Source extract:
__________

In re the Estate of Teres

140 Misc. 549 | N.Y. Sur. Ct. | 1931

Wingate, S.

If the facts set forth in the moving affidavits herein are true, an unusual and somewhat sensational situation exists in respect to the will of this decedent.

*550The proceeding arises upon an order directing the executor of the purported will of decedent to show cause why the decree of this court made on May 5, 1931, admitting the alleged will to probate, should not be vacated and certain alleged next of kin permitted to contest its validity.

Decedent died on August 15, 1930. On or about September 3, 1930, the alleged will was filed in this court, together with a petition for its probate. As a result of allegations that the heirs and next of kin of decedent, if any, were unknown, a special guardian was appointed to represent any who might exist. Citation was duly published. The special guardian made a careful and painstaking search and concluded that none existed or could be found, and thereupon the will was admitted to probate.

The present application is made on behalf of certain alien residents of Rumania through their attorney in fact. They claim to be the next of kin of the decedent. This is denied. They further allege that the will which has been admitted to probate is a forgery perpetrated by one of the legatees named therein at the instigation of and in conspiracy with the principal beneficiary. These charges are contained in affidavits by one Irving Hauptman and Anna, Hauptman who categorically allege that the claimed forger confessed in their presence. This is denied by the latter. The matter is obviously worthy of careful and serious consideration. Patently one side or the other has committed deliberate perjury. Such matters cannot be determined on affidavits.

In opposition to the motion, it is contended that since the will was duly probated and the moving parties were represented by a painstaking special guardian, the relief should be denied. Unquestionably the presumption of regularity has some weight, but it is primary that the court has power to reopen its decrees where fraud has been practiced (Matter of Dunne, 138 Misc. 840, 843, 844, and cases cited), and if the allegations in the moving papers are true, fraud of the grossest conceivable character has been accomplished.

__________

Listing:

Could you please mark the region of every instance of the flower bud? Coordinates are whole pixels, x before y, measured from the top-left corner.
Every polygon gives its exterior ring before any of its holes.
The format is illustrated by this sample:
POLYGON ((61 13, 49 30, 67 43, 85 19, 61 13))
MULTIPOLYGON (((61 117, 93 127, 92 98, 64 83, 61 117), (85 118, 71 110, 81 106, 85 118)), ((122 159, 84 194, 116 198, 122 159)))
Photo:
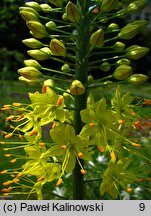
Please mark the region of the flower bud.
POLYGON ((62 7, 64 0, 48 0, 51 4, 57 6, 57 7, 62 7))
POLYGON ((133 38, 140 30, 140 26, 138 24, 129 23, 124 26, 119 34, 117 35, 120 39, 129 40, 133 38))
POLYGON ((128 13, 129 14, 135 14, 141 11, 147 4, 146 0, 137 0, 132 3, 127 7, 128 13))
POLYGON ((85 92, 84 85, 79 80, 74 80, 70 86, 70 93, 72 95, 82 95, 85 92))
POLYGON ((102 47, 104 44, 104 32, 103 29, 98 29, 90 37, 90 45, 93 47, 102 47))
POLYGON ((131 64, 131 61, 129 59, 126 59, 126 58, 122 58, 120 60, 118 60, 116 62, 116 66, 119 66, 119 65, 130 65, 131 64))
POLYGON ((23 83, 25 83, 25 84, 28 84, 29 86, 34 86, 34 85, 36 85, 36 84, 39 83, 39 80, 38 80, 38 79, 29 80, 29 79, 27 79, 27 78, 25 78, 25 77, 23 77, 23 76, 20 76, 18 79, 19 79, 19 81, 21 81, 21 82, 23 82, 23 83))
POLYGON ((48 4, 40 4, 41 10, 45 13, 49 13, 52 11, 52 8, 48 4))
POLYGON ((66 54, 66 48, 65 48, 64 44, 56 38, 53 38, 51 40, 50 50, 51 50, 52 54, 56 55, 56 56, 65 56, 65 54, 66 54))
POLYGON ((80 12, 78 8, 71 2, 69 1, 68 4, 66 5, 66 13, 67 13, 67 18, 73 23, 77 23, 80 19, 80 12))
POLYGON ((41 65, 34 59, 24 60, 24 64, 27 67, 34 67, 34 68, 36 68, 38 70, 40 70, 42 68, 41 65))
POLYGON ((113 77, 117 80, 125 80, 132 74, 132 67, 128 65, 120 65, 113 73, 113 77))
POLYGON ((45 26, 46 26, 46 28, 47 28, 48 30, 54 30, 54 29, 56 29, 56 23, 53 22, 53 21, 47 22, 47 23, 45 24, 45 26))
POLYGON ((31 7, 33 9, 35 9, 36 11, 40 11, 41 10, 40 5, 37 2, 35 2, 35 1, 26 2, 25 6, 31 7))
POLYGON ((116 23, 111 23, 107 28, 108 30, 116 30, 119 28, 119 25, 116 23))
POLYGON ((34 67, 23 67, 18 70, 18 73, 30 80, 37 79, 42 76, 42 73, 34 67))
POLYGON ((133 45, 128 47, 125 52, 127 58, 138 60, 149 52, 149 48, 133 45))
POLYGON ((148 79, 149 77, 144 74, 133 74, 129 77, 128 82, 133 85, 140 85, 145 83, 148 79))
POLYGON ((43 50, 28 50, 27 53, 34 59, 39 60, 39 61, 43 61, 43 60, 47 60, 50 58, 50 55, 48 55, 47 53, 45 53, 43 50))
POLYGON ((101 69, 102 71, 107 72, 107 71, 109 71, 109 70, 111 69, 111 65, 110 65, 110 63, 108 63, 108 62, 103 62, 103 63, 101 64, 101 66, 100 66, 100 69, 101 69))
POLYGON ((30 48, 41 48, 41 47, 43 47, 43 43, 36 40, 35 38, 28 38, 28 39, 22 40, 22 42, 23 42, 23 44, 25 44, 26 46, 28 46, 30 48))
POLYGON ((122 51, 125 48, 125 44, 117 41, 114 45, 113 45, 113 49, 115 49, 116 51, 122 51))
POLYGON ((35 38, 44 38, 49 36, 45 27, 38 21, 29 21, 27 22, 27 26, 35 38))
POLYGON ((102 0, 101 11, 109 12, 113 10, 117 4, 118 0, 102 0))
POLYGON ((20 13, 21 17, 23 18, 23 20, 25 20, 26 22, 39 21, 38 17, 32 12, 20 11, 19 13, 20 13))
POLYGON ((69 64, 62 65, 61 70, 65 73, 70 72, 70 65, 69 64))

__________

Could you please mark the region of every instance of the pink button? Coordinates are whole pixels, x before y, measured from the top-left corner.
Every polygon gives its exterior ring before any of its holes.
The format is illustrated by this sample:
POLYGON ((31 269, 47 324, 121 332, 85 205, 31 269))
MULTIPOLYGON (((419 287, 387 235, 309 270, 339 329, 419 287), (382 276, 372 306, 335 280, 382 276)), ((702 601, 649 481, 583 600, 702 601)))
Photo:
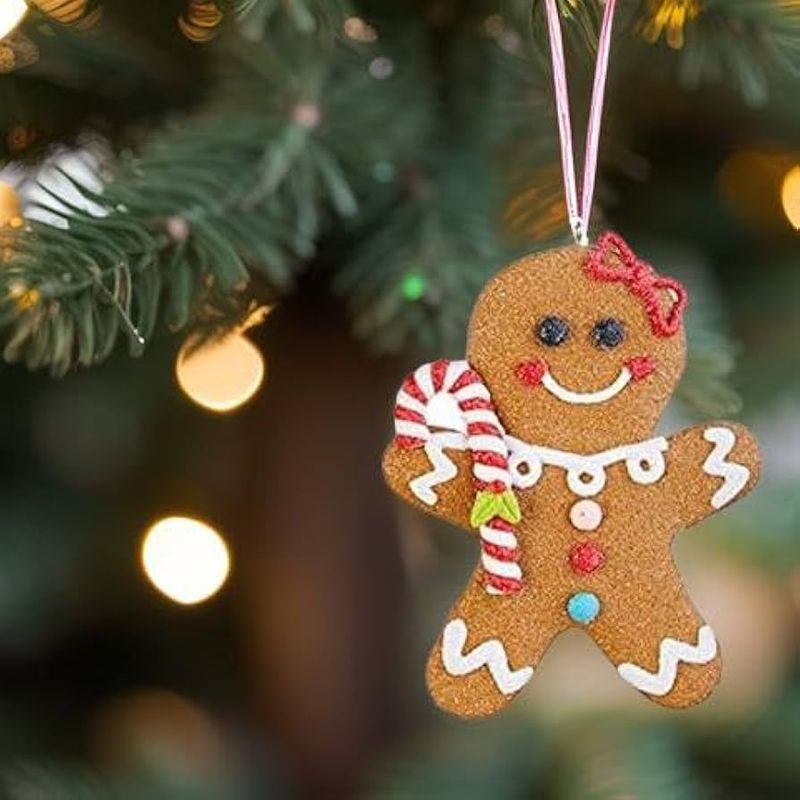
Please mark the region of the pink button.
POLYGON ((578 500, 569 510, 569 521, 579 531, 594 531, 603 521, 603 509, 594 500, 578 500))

__________

Problem details:
Reproduce the passage of the court opinion on the Teres estate from "If the facts" up to and including "of this decedent.".

Task response:
If the facts set forth in the moving affidavits herein are true, an unusual and somewhat sensational situation exists in respect to the will of this decedent.